* [WHAT IS EXPECTED] Because the pictures are not wanted, reproduce the rest of the records below exactly as they stand.

* [DATA IN THIS EXERCISE]
◇ ◇ ◇ ◇ ◇ ◇ ◇

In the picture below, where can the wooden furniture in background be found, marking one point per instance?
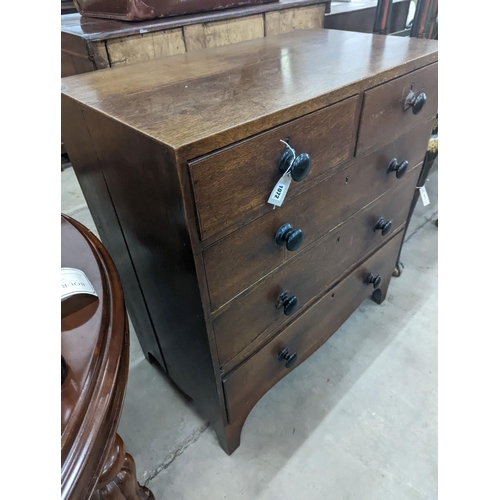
(91, 44)
(95, 350)
(139, 11)
(177, 158)
(360, 16)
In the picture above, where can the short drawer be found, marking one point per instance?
(251, 314)
(236, 182)
(237, 261)
(383, 116)
(245, 385)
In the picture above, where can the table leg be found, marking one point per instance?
(118, 480)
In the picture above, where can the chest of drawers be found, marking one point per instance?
(177, 159)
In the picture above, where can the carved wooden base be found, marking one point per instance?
(118, 480)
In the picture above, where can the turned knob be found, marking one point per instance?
(289, 303)
(299, 167)
(385, 227)
(288, 358)
(375, 280)
(415, 102)
(64, 369)
(399, 169)
(287, 235)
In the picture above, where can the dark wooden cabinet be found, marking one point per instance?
(177, 159)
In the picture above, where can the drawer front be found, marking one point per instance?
(383, 118)
(250, 381)
(251, 314)
(237, 181)
(237, 261)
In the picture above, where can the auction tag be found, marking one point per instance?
(424, 196)
(73, 282)
(279, 192)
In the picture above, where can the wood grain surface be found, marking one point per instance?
(206, 100)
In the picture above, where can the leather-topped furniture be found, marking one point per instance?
(177, 159)
(94, 370)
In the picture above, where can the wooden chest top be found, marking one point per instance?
(199, 102)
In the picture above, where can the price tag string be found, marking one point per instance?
(282, 183)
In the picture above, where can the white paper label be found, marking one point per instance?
(424, 196)
(73, 282)
(279, 192)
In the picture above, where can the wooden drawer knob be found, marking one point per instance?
(290, 237)
(288, 358)
(299, 165)
(290, 304)
(415, 102)
(400, 168)
(382, 226)
(375, 280)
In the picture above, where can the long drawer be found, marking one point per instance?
(235, 262)
(251, 380)
(383, 116)
(246, 318)
(237, 181)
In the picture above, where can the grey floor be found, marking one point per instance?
(357, 420)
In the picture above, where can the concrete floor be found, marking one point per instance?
(358, 420)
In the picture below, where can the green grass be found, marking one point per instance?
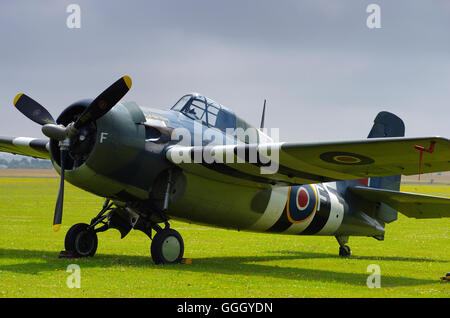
(225, 263)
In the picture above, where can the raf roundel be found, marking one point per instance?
(302, 203)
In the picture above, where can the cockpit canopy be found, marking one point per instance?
(212, 114)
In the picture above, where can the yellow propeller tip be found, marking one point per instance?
(127, 80)
(17, 98)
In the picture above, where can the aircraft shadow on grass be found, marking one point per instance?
(242, 265)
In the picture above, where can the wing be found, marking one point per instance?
(296, 163)
(32, 147)
(412, 205)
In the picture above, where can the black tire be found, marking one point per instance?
(345, 251)
(81, 241)
(167, 247)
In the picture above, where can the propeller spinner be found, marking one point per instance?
(99, 107)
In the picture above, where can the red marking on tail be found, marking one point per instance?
(364, 182)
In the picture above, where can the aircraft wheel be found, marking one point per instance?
(81, 241)
(345, 251)
(167, 247)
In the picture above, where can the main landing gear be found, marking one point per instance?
(344, 250)
(81, 240)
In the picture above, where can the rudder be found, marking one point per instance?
(386, 125)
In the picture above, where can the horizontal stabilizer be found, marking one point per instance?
(412, 205)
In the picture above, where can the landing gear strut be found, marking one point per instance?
(81, 239)
(344, 250)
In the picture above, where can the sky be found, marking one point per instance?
(324, 72)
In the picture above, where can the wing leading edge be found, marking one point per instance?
(317, 162)
(31, 147)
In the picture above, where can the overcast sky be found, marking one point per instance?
(324, 73)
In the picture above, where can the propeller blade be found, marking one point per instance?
(60, 200)
(105, 101)
(33, 110)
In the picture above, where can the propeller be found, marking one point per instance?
(99, 107)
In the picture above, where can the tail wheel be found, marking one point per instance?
(167, 247)
(345, 251)
(81, 241)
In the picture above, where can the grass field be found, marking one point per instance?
(225, 263)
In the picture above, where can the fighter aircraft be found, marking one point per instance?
(149, 170)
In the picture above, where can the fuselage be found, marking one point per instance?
(127, 164)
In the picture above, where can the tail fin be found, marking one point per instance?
(386, 125)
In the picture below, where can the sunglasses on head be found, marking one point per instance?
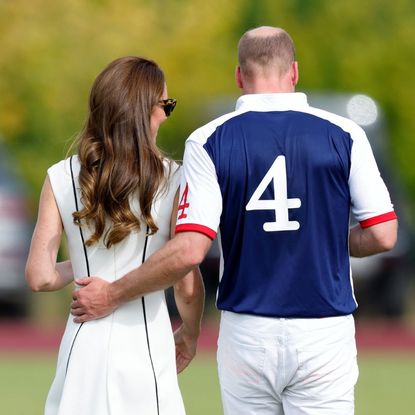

◇ ◇ ◇ ◇ ◇ ◇ ◇

* [ANSWER BOX]
In the picture below, where can the wooden furniture in background be found, marking one point per instance?
(91, 44)
(95, 350)
(139, 11)
(177, 158)
(360, 16)
In the picture above, where can the short drawer be found, marking one point per instance?
(251, 314)
(236, 182)
(237, 261)
(383, 116)
(245, 385)
In the picture above, where can the table leg be found, marking one point per instance?
(118, 480)
In the picture above, where can the chest of drawers be found, marking one point per instance?
(177, 159)
In the picture above, where can the carved wooden base be found, marking one point per instance?
(118, 480)
In the picture above, where can the turned knob be found, marking one point per instance?
(289, 303)
(299, 167)
(385, 227)
(288, 358)
(375, 280)
(415, 102)
(64, 369)
(399, 169)
(287, 235)
In the picture above, where can the dark wooden cabinet be found, marking one point per instance?
(177, 159)
In the picture above, where can the drawer front be found, marking one point per instance?
(383, 118)
(250, 381)
(251, 314)
(237, 181)
(237, 261)
In the picture above, where can the auction tag be found, marking one point per instance?
(424, 196)
(73, 282)
(279, 192)
In the picture above, where can the wood grain surface be found, marking one point per instance?
(206, 100)
In the picture above, where can the leather-topped furniture be found, marking one point per instance?
(177, 159)
(94, 370)
In the picture above, where can the wooden chest top be found, marking one point per instance?
(199, 102)
In the picture above, where can the price tag string be found, marking one point per instance?
(282, 183)
In the picture above, where can the white paper label be found, marking one point per instance?
(424, 196)
(73, 282)
(279, 192)
In the picture above, where can the wooden drawer knob be found, marking one point per instance?
(290, 237)
(288, 358)
(299, 165)
(290, 304)
(415, 102)
(400, 168)
(382, 226)
(375, 280)
In the picture above, where can the long drawer be found, marking one point per instance?
(235, 262)
(251, 380)
(383, 116)
(246, 318)
(237, 181)
In the picture above, where can the grey floor be found, marking one point per instance?
(357, 420)
In the picture above, where can the concrete floor be found, marking one point per instance?
(358, 420)
In the picture below, where can the green grass be found, marking one point per instance?
(225, 263)
In the picture above, where can the raf roundel be found, marking one point per instance?
(302, 203)
In the picture above, where can the cockpit canopy be found, marking one point per instance?
(212, 114)
In the picture above, where can the yellow propeller tip be found, marking one point per instance?
(127, 80)
(17, 98)
In the picture above, where can the aircraft shadow on grass be found, marking one point per instance?
(242, 265)
In the picture above, where can the wing be found, marking one point per instance?
(296, 163)
(32, 147)
(412, 205)
In the picture above, where can the black tire be found, marking one point per instance?
(345, 251)
(81, 241)
(167, 247)
In the picture above, where can the propeller spinner be found, marking one point per instance?
(99, 107)
In the picture above, where can the red marking on tail be found, marking one point per instance?
(364, 182)
In the picture above, where can the aircraft wheel be found, marking one point per instance?
(81, 241)
(345, 251)
(167, 247)
In the picture above, where can the main landing gear be found, marking one point per instance?
(344, 250)
(81, 240)
In the picture above, where can the rudder be found, marking one point per instance?
(386, 125)
In the picture above, where can the horizontal stabilizer be found, marking one point per instance?
(412, 205)
In the picture above, where can the landing gear strut be found, marking one point per instance?
(81, 239)
(344, 250)
In the picture above, where can the sky be found, marking one point per instance?
(324, 72)
In the picture above, where can the wing leading edge be found, marking one point per instance?
(317, 162)
(31, 147)
In the picture above, where can the overcast sky be found, marking one point per instance?
(324, 73)
In the picture above, where can the propeller blade be found, marking one point per instance?
(60, 200)
(105, 101)
(33, 110)
In the picture above, where can the propeller be found, marking one point per instance?
(99, 107)
In the picture above, where can the tail wheel be found, marking one point per instance?
(167, 247)
(345, 251)
(81, 241)
In the picture above, where can the grass field be found, marking one point per instance?
(225, 263)
In the picture above, where can the fighter aircraft be found, marking one point per instance?
(149, 170)
In the picture above, where can the fuselage be found, marking one point per instance?
(127, 164)
In the picture above, where can the tail fin be found, marking one point per instance?
(386, 125)
In the picture below, where can the sunglasses on head be found, marking one point per instance?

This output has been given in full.